Set task =
Reproduce word for word the lines from the line with "the sand dune" to the line with "[[134, 363], [333, 218], [263, 239], [281, 225], [486, 286]]", including both of those lines.

Input records =
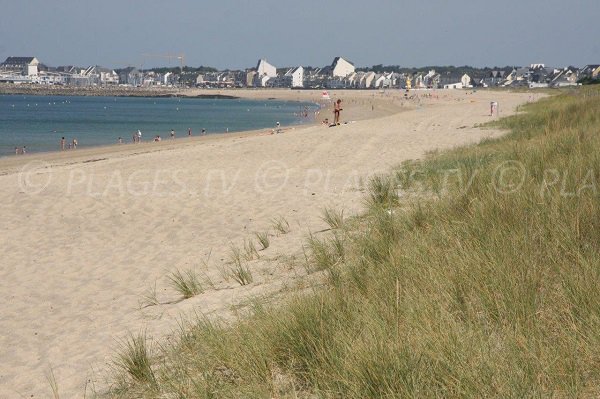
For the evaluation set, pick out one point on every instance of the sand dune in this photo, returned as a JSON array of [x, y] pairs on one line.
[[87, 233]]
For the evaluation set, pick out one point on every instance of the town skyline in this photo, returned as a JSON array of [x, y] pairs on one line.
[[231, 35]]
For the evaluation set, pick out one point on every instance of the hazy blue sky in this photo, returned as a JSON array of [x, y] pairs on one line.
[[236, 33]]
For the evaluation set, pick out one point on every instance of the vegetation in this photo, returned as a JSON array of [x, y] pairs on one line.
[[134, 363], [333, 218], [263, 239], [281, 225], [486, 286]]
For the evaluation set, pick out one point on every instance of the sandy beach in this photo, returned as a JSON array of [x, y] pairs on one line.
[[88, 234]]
* * *
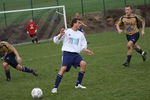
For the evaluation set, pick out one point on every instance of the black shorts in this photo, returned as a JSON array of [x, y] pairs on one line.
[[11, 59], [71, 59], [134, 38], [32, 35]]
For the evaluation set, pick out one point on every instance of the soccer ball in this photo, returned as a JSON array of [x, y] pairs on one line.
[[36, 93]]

Full answer =
For the evaluation set, pick out one point on every instance of the sand dune in this photo, returned as a JSON array of [x, y] pairs on one line.
[[87, 233]]
For the evaluation set, pick out one point on every instance of the town skyline in this photo, returned as a JSON array of [x, y] pairs on one line.
[[231, 35]]
For the evaluation set, pick out one point on every instance of the hazy blue sky in this photo, returned as a JSON array of [x, y] pairs on one line.
[[236, 33]]
For the evaluation set, pick out one point on every instance of the vegetation in this photo, returned as a JSON array of [x, y] pairs on one line.
[[134, 363], [333, 218], [263, 239], [281, 225], [486, 286]]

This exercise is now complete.